● **Things to do**
1. In the text on the Renaissance masters, which Raphael painting was made at the same time as Michelangelo's Sistine Chapel fresco?
2. Extend the text on the Renaissance masters past its last sentence.

Leonardo da Vinci (Source: leonardodavinci.net)
Virgin of the Rocks by da Vinci, c. 1483 (Source: Wikimedia Commons/Louvre Museum)
Michelangelo Buonarroti, Leonardo’s young contemporary, was a master in sculpting and painting and produced some extraordinary figurative compositions with his keen observation of the human body. He was the dominant sculptor of the High Renaissance, producing stunning pieces such as the Pietà in St. Peter’s Cathedral (1499) and the David in Florence (1501-04), where he was from. The five-metre high David was carved by the artist by hand out of an enormous marble block, and is one of the most famous sculptures in history. Michelangelo scaled heights of greatness with his paintings as well – his giant fresco adorning the ceiling of the Sistine Chapel in the Vatican, (1508-12) depicting various scenes from Genesis, has inspired generations of artists from Europe and across the world.
A portrait of Michelangelo by Daniele da Volterra, c. 1544 (Source: Wikimedia Commons/Metropolitan Museum of Art)
The Sistine Chapel fresco by Michelangelo, 1508-1512 (Source: Wikimedia Commons)
The youngest of the three masters, Raphael Sanzio learned a lot about art from both Leonardo and Michelangelo. Celebrating the spirit of the Renaissance, his paintings expressed the classical ideals of beauty, serenity and harmony. His most notable painting, The School of Athens (1508-11), was painted at the same time as Michelangelo’s Sistine Chapel fresco, and brings together representatives of the Aristotelian and Platonic schools of thought. The elaborate painting depicts groups of conversing philosophers and artists in a vast court. Influenced by Leonardo, Raphael adopted the pyramidal composition and beautifully modelled faces of The Virgin of the Rocks into many of his own paintings depicting Madonna.

● **Information shown**
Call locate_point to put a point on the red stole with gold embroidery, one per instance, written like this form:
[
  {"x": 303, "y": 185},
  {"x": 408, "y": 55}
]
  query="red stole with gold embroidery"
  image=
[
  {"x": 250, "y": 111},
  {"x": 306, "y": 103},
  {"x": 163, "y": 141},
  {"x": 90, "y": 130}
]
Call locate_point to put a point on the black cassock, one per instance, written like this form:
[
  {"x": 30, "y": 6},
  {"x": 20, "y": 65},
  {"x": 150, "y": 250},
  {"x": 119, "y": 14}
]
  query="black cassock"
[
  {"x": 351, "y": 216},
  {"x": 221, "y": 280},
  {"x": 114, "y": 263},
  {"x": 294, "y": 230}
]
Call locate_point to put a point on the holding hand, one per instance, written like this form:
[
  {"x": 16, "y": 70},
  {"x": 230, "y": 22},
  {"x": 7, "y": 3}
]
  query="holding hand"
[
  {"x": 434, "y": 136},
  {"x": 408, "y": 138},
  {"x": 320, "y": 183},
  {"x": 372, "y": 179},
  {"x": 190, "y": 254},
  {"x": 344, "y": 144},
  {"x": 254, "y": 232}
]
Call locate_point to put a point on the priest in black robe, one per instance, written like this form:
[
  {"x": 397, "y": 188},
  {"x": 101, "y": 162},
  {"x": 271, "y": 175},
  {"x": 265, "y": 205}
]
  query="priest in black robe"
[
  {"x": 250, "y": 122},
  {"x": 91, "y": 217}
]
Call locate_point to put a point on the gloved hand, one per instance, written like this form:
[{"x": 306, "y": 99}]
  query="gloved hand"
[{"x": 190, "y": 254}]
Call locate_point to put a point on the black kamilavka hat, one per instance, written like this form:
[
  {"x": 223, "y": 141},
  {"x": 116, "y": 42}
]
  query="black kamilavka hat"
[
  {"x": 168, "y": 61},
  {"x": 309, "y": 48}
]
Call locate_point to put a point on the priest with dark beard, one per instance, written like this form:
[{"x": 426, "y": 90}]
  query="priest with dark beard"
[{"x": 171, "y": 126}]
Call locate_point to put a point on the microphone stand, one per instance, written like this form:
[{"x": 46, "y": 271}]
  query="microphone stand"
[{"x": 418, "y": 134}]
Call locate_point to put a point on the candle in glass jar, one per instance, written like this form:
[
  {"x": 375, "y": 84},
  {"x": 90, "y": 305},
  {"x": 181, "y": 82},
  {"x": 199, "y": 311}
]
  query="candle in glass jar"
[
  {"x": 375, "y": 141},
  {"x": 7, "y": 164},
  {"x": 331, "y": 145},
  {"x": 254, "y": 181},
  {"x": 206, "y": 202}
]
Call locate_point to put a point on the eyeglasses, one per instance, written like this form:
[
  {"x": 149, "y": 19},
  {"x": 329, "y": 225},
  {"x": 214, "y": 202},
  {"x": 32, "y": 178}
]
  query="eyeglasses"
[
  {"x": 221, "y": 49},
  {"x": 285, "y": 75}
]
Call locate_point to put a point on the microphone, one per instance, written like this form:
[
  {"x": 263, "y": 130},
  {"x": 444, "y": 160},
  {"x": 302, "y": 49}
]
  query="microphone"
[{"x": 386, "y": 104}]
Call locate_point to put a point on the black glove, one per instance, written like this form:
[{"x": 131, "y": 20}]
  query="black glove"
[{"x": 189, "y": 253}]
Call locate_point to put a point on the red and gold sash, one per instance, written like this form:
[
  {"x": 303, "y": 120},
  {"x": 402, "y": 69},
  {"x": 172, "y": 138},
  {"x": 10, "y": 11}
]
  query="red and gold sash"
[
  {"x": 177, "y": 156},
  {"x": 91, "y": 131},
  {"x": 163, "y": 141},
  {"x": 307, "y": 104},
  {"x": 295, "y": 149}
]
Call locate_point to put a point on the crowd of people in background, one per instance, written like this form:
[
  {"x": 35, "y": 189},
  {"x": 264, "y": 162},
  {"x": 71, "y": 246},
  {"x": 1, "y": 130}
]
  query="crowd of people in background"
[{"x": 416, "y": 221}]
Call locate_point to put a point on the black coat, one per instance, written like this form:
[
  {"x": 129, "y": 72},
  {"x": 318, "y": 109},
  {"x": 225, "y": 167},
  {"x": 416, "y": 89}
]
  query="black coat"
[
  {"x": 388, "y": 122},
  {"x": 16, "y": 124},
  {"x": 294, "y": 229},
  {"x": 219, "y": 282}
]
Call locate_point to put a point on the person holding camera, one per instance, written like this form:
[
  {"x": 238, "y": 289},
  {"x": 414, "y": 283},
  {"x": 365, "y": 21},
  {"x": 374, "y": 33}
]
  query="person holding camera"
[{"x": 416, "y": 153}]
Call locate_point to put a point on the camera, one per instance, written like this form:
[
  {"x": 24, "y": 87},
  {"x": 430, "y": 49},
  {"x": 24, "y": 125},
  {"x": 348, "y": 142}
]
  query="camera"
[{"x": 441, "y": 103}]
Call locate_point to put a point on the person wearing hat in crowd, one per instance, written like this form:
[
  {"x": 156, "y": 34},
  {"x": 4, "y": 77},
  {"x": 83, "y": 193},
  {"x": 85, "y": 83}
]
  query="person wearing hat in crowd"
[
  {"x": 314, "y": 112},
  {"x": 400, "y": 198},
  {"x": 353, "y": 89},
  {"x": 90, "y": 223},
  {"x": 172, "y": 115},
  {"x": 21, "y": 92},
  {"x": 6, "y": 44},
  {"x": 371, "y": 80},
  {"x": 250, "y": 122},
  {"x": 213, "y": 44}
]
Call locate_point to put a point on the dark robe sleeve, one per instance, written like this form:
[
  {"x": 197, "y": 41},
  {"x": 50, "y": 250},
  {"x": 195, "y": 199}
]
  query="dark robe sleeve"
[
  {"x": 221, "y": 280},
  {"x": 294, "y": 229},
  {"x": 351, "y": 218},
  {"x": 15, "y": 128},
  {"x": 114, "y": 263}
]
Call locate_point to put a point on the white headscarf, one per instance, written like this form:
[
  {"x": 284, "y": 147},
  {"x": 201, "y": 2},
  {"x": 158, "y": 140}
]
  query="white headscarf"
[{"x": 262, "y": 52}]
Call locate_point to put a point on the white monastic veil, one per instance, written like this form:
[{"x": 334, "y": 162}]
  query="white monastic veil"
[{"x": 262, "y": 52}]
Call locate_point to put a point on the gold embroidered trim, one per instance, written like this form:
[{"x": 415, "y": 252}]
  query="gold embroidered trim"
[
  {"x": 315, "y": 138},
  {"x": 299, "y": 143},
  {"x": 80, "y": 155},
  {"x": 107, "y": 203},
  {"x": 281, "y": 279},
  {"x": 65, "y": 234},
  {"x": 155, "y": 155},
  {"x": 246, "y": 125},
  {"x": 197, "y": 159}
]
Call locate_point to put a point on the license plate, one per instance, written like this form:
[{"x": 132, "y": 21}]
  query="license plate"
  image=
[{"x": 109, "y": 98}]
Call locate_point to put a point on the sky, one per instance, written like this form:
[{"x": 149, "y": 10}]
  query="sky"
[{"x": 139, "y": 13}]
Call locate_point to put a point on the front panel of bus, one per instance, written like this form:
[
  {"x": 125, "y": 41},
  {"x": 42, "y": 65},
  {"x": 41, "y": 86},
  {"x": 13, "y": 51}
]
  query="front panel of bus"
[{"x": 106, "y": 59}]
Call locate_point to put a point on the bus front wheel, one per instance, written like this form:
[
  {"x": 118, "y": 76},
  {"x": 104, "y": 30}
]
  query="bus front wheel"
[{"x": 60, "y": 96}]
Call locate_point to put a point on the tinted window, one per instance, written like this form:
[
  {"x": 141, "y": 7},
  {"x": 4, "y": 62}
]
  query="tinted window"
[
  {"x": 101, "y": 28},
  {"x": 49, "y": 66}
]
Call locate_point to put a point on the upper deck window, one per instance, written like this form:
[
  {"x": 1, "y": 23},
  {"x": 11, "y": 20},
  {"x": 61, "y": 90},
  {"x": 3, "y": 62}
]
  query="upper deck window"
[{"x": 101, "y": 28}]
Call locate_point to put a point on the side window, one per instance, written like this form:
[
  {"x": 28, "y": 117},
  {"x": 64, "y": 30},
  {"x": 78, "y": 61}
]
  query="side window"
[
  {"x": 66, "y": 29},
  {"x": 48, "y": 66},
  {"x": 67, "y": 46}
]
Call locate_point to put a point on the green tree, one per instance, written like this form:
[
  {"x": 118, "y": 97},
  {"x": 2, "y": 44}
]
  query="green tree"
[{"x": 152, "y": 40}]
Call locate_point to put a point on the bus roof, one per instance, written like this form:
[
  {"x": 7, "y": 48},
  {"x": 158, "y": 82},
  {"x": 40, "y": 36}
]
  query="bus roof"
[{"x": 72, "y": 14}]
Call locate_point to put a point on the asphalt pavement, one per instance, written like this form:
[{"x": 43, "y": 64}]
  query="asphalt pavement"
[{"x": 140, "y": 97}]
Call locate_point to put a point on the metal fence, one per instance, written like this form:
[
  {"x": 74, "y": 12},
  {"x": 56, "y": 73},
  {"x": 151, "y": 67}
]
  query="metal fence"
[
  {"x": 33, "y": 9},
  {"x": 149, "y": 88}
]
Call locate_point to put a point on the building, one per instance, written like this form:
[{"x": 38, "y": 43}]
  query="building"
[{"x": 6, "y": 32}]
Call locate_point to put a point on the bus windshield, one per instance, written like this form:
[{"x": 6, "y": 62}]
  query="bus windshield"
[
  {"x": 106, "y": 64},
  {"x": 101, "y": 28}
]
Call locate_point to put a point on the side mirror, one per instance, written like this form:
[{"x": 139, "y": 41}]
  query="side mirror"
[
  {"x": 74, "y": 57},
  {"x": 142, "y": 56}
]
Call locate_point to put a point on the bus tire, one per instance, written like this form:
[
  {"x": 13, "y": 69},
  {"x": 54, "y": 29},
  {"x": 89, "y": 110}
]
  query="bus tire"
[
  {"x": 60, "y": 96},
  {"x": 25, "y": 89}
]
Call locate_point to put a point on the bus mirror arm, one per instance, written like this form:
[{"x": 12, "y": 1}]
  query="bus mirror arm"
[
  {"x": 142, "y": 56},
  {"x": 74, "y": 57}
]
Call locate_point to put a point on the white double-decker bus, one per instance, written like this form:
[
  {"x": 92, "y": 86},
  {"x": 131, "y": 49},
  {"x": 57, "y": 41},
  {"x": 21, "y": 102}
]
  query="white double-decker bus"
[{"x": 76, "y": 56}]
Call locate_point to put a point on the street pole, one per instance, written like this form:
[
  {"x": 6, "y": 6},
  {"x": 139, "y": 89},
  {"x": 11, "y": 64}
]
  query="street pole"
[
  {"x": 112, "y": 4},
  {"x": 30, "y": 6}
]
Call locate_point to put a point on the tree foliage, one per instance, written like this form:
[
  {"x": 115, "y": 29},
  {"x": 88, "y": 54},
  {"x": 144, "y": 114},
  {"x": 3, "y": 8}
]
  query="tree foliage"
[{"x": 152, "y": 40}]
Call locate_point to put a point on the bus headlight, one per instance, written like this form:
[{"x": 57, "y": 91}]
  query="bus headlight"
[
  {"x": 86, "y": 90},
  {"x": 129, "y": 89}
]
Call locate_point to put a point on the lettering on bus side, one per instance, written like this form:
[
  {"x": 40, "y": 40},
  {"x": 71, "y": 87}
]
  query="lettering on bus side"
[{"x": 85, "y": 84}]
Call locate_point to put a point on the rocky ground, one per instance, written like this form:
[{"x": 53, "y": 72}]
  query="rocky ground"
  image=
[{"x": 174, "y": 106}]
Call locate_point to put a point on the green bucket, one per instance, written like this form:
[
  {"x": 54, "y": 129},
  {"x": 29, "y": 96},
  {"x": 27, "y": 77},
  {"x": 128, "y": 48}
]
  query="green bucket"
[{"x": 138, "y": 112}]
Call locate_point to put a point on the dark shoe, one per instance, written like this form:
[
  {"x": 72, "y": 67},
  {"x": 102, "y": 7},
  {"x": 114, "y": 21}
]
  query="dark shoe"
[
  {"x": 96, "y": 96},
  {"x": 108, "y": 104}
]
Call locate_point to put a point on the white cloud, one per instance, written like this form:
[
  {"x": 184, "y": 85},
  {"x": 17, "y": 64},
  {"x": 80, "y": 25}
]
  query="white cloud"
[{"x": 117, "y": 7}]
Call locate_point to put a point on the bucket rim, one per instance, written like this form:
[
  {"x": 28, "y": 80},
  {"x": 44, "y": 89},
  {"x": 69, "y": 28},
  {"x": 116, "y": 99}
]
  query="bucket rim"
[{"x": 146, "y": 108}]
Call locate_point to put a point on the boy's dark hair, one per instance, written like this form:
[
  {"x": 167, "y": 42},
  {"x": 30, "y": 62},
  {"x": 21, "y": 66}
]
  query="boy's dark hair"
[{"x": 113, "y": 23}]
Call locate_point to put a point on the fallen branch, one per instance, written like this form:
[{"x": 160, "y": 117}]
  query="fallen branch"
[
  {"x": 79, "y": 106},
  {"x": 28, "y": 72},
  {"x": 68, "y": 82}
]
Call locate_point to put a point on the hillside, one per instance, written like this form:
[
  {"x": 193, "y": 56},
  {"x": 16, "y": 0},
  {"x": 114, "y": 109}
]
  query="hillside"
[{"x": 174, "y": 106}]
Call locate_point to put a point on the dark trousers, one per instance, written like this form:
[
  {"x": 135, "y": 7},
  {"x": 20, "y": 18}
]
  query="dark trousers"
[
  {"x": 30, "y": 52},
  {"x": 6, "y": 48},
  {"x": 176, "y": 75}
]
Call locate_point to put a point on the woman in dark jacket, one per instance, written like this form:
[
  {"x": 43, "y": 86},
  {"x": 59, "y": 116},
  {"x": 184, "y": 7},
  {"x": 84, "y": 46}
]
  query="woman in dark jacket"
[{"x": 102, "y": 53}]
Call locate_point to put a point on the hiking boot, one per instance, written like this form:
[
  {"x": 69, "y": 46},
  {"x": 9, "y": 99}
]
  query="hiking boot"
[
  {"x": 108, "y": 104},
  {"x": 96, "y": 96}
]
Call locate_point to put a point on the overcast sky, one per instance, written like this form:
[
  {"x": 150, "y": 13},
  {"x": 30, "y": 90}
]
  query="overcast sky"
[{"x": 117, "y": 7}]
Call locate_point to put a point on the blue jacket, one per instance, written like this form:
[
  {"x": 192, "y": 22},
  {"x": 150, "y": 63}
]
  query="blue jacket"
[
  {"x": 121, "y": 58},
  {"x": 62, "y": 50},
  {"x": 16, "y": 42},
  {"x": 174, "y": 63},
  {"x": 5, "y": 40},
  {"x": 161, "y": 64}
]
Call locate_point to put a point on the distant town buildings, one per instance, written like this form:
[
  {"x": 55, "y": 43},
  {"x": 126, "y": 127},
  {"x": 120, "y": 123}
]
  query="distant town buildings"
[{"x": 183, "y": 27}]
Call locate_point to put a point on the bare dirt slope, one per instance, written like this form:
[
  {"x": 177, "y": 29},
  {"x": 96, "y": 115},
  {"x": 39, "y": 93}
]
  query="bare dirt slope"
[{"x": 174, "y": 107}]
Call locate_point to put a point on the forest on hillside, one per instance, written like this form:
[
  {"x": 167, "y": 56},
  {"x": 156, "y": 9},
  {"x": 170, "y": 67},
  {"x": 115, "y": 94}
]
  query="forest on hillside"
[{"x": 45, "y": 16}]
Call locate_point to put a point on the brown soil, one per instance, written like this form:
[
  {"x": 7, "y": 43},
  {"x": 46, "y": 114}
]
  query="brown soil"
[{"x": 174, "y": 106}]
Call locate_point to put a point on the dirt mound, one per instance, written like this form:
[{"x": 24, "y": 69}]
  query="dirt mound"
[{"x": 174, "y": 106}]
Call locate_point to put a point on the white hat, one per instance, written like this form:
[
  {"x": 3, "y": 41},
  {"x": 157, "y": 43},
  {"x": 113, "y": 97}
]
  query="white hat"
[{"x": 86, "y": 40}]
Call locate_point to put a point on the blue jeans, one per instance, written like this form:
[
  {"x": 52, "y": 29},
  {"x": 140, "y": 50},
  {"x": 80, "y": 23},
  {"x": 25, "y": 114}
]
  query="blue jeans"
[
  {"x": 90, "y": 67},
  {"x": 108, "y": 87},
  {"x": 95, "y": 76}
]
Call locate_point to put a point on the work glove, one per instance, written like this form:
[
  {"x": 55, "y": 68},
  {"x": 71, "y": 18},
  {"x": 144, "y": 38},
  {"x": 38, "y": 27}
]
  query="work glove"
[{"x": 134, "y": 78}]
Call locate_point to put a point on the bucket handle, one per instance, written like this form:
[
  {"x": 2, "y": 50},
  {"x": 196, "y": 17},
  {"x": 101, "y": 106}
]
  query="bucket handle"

● **Activity answers**
1. The School of Athens (1508-11).

2.
The School of Athens by Raphael, 1508-11 (Source: Wikimedia Commons/vatican.va)
A presumed self-portrait by Raphael, c. 1504 (Source: Wikimedia Commons/Uffizi Gallery)
Raphael’s death in 1520, aged 37, is considered as the end of the High Renaissance period by many art historians. Sandro Botticelli, Bramante, Giorgione, Titian and Correggio were some of the other great Italian artists who worked during the High Renaissance period.
An Eventual Decline
The spirit of the Renaissance spread all over Italy and into France, northern Europe and Spain, through the 15th and 16th centuries. But by the late 1500s, the Mannerist style of painting, with its emphasis on artificiality, had developed in stark contrast to the ideals of Renaissance and spread starting from Florence and Rome to become the dominant style in Europe. This led to the eventual decline of Renaissance art, though its ideals of humanism and naturalism are celebrated and continue to live on, even today. For many, the artistic creations of the Renaissance still represent the highest works of excellence in the historical art canon and in the history of art itself.